--- Stated problem ---
Pick up the meditation retreat journal from its final sentence and continue it in the same first-person voice.

Posts Tagged ‘meditation’

the presence of silence

Thursday, November 3rd, 2011

 

 

 

The way of the monastic life is not simply an escape from ‘reality’. It can be a genuine attempt to remove the bricks and dismantle the walls that exist between us, for the truest form of connection between sentient beings does not occur through any expression of self.

 

No sound, no movement, no glance, no gesture is as powerful as the presence of silence.

 

x bhavatu sabbe mangalum x

 

Tapora retreat: day five

Sunday, April 18th, 2010

 

So I didn’t know what the time was this morning, it could have been officially 4.15, 3.15 or 5.15 when I rose. It didn’t seem to matter. I had left my time untouched. The only connection I had with time outside of my own schedule was with Caroline, and as it was I knew we were 12 hours apart. I thought it best to leave it that way, it was easy to remember.

 

There is a new sound this morning, I cocked my head and listened. Rain. By the time I had rolled a smoke and stepped outside it had gone. Not enough to break the drought. Not enough to heal the cracks in the earth.

 

Around 6.00 I start up my laptop and after about 20 minutes realize that the time on the screen is now an hour earlier than the time on my cell phone. One of them has changed automatically and I have no idea which – this is just getting more confusing by the minute (or should that be hour), and less meaningful.

 

Caroline texted me and wanted to know where the charger for the drill was. I was a bit gutted that I couldn’t remember. Then she asked whether I was still enjoying my own company. Good question darling. The answer I guess is yes. However it made me think about how long that could last, and what the point would be. How long would I stay here, or somewhere like here? I realize that I am fulfilling a dream I now remember. The dream of being a hermit. It has been 5 days now with only the occasional unsolicited contact with humanity and I feel no real sense of isolation. I feel no longing to communicate, to connect, to have human contact. How long would this last?

 

I think perhaps until I had caught up with myself, until I had expelled all of this and much more from inside me. Until I had spewed out all that seems trapped inside. It has been this way for such a long time. As a teenage I fantasized about a machine that I could plug into my head and let it all out and free me from the madness inside. That machine has never been made, instead I found meditation as a type of release valve. I learnt to let go of so many of my thoughts and in doing so I added less to the cluttered mess already inside. Still it builds up, I can’t let go of everything, particularly when there is so much going on around me. Here there is less happening, here the output is greater than the input and over time this would increase. Over time I would eventually clear out the attic, get into the corners on my hands and knees and sweep it clean. Over time I would come to be completely empty. Now that would be something.

 

The rain returns. The tricking of water from the guttering into a bucket near the front door sounds gentle and sweet. The tapping and sliding of the rain on the windows is an undertone to the rustling trees as another squall sweeps through. Again it does not last and soon I am left with just the trickling and a dampness waiting for me outside the door.

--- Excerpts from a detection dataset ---
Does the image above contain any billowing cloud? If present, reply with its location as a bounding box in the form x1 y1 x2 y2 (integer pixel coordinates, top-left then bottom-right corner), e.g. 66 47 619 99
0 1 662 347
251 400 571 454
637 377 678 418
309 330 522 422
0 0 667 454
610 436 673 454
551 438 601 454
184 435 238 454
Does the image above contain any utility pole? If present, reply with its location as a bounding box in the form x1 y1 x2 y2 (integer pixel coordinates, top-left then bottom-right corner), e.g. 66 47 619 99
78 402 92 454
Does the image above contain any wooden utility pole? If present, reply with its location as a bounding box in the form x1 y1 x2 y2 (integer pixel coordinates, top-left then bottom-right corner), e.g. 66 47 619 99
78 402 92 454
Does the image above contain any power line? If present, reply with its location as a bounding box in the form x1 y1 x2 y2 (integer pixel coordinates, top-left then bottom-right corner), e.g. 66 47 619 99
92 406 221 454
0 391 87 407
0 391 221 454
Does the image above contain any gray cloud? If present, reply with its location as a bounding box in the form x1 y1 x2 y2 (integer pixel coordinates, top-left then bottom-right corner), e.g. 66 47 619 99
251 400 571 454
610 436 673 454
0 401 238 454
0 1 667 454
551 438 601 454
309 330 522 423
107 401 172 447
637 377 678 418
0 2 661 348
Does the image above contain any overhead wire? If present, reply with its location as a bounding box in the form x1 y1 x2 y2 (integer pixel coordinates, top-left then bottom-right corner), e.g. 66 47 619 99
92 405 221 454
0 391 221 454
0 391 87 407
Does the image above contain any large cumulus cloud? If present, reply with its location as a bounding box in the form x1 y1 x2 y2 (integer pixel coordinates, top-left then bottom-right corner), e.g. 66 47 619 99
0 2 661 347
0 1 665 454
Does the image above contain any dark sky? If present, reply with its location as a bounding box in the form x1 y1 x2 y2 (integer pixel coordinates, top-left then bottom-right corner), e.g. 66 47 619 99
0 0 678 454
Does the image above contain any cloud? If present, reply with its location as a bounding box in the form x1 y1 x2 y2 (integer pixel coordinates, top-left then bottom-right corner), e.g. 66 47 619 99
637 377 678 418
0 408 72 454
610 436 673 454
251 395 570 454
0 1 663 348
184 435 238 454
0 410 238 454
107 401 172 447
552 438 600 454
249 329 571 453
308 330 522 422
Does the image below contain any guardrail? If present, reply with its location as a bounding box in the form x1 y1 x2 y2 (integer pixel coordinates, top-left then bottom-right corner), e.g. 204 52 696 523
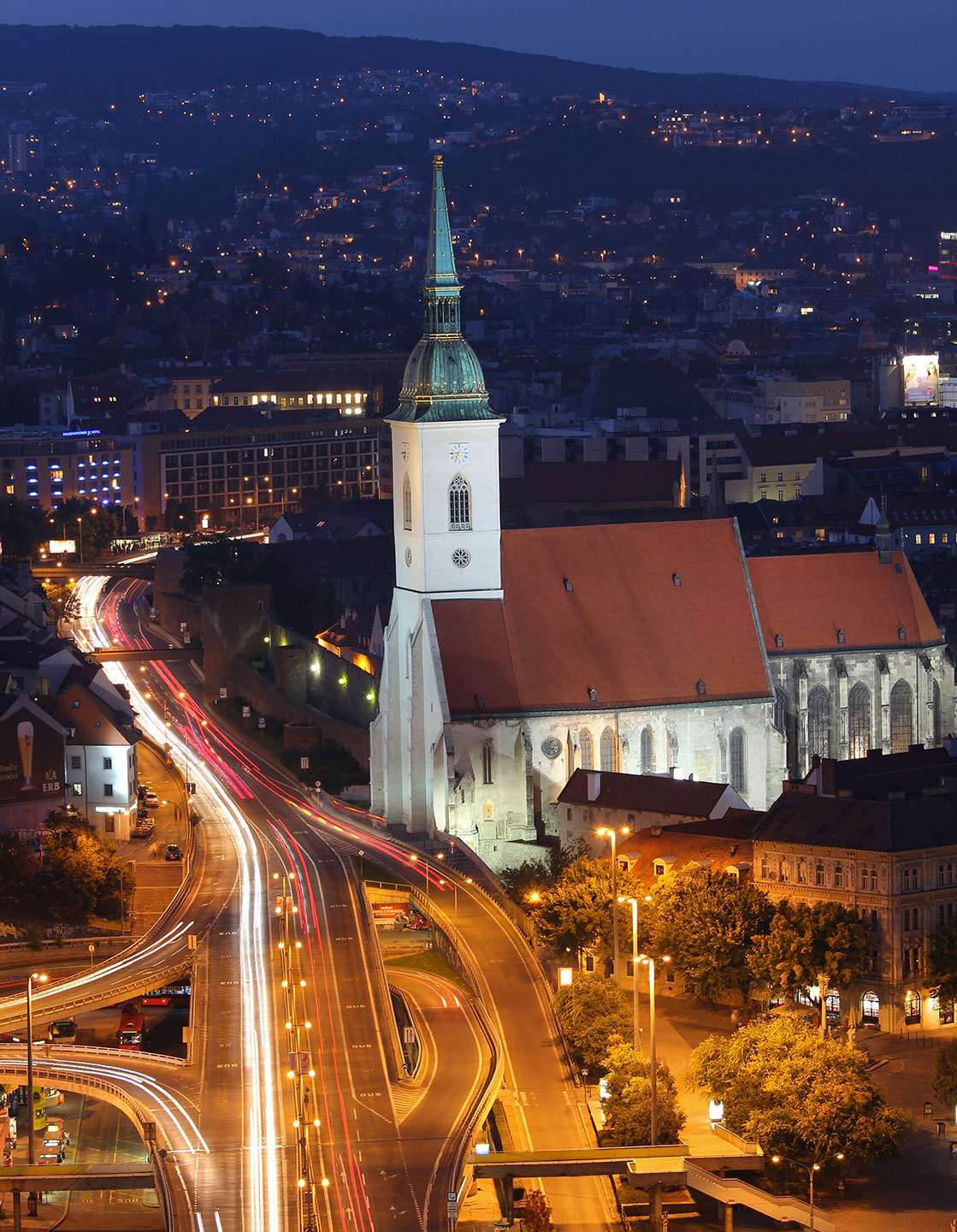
0 1048 182 1232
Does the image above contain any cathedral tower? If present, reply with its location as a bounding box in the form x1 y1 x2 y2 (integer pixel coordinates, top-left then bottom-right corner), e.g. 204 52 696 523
388 154 501 599
370 155 501 832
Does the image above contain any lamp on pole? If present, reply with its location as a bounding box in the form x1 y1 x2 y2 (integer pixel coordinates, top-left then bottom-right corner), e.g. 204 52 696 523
771 1151 844 1232
27 971 50 1168
638 954 671 1147
596 826 630 980
618 898 641 1052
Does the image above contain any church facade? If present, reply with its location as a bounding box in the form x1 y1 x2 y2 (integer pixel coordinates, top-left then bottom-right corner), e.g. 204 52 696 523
370 157 954 868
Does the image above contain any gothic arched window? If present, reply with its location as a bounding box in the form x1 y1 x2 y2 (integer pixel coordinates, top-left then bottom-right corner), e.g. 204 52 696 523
890 680 914 753
728 727 745 791
448 474 472 531
848 683 871 758
808 685 830 758
930 680 941 748
773 689 787 736
638 723 654 773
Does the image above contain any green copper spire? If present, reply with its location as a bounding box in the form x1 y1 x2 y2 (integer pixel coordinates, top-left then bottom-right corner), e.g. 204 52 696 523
388 154 499 423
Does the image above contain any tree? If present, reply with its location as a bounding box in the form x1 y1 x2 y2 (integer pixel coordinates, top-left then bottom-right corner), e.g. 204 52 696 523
602 1037 685 1147
688 1017 909 1162
652 865 773 1000
927 924 957 1005
534 856 644 961
553 974 633 1075
747 899 867 1031
523 1189 554 1232
930 1040 957 1108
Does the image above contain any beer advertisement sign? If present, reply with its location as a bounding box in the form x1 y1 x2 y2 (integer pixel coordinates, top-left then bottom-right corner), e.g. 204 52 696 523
0 705 64 804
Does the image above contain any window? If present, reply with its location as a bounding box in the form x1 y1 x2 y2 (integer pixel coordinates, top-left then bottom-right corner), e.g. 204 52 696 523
890 680 914 753
401 474 412 531
728 727 747 792
808 685 830 758
773 684 787 734
448 474 472 531
848 683 871 758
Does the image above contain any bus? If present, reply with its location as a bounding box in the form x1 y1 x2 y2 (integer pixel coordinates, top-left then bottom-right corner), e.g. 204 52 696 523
139 980 192 1006
115 1002 143 1052
48 1017 76 1044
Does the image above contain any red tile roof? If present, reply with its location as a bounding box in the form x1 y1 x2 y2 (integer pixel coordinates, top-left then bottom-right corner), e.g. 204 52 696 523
747 552 941 654
432 521 770 714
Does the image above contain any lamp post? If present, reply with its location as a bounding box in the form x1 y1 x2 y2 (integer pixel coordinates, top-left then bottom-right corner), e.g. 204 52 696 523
618 898 641 1052
638 954 671 1147
596 826 630 980
27 971 50 1168
771 1151 844 1232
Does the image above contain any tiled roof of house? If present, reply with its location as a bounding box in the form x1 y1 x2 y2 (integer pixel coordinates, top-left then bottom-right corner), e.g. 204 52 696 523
558 770 736 817
432 521 770 714
747 552 941 654
753 791 957 851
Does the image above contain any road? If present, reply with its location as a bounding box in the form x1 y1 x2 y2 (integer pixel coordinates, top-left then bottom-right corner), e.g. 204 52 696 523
0 578 620 1232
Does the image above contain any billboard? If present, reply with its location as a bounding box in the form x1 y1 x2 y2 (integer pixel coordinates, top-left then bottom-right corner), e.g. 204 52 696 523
901 355 940 406
0 706 64 808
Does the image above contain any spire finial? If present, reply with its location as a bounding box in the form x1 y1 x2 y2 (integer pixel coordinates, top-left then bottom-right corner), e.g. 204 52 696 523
422 154 462 338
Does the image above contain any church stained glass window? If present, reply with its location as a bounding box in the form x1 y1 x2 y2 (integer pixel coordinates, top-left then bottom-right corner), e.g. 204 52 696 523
890 680 914 753
448 474 472 531
848 681 871 758
728 727 747 791
808 685 830 758
639 723 654 773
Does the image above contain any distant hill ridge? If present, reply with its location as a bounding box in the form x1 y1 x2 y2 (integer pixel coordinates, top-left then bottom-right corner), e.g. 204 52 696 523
0 25 954 109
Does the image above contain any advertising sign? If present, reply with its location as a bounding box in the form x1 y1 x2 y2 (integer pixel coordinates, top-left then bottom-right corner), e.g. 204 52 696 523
0 706 64 807
901 355 940 406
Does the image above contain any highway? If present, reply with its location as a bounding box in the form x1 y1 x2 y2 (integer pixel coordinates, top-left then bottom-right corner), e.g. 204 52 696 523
0 577 620 1232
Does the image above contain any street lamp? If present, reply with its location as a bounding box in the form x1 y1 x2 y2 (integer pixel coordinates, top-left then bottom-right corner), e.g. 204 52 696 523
27 971 50 1168
596 826 630 980
638 954 671 1147
618 898 641 1052
771 1151 844 1232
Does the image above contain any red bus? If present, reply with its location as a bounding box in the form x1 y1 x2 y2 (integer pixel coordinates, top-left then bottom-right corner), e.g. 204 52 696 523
115 1002 143 1052
139 980 192 1006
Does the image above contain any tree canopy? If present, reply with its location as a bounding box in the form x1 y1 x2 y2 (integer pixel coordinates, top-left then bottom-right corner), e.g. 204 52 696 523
747 899 867 1020
532 856 644 961
688 1017 909 1160
554 974 633 1075
602 1037 685 1147
652 865 773 1000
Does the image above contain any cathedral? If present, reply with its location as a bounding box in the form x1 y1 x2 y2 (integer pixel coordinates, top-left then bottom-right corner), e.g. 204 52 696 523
370 155 954 868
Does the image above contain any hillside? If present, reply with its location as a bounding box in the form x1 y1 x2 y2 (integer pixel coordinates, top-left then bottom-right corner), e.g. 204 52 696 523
0 25 941 109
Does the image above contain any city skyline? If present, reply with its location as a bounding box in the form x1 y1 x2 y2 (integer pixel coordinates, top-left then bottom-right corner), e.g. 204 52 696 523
13 0 957 92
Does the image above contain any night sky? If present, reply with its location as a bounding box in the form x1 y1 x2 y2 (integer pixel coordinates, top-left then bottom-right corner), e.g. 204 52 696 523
9 0 957 92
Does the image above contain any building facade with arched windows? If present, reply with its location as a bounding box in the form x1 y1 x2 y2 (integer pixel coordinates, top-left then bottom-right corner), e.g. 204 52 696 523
370 159 954 868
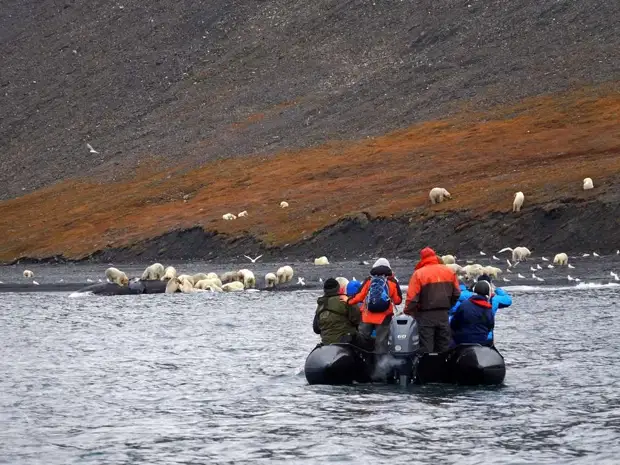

--- Result ---
 

Late this morning I let go of my schedule, of my routines. I veered and lost my way and it was 11.30 (or was it 10.30?) at night before I realized just how far off the beaten track I’d become. I am out in the wild, lost but safe with only an amateur detective with Tourette’s syndrome as my companion. He is a big friendly bear of a man, but his compulsions scare me. My fear is not of him, but of myself. I wish I had his outlet, his open valve (although he claims it releases nothing) rather than this impenetrable layer of skin within which I live a cluttered and confused existence.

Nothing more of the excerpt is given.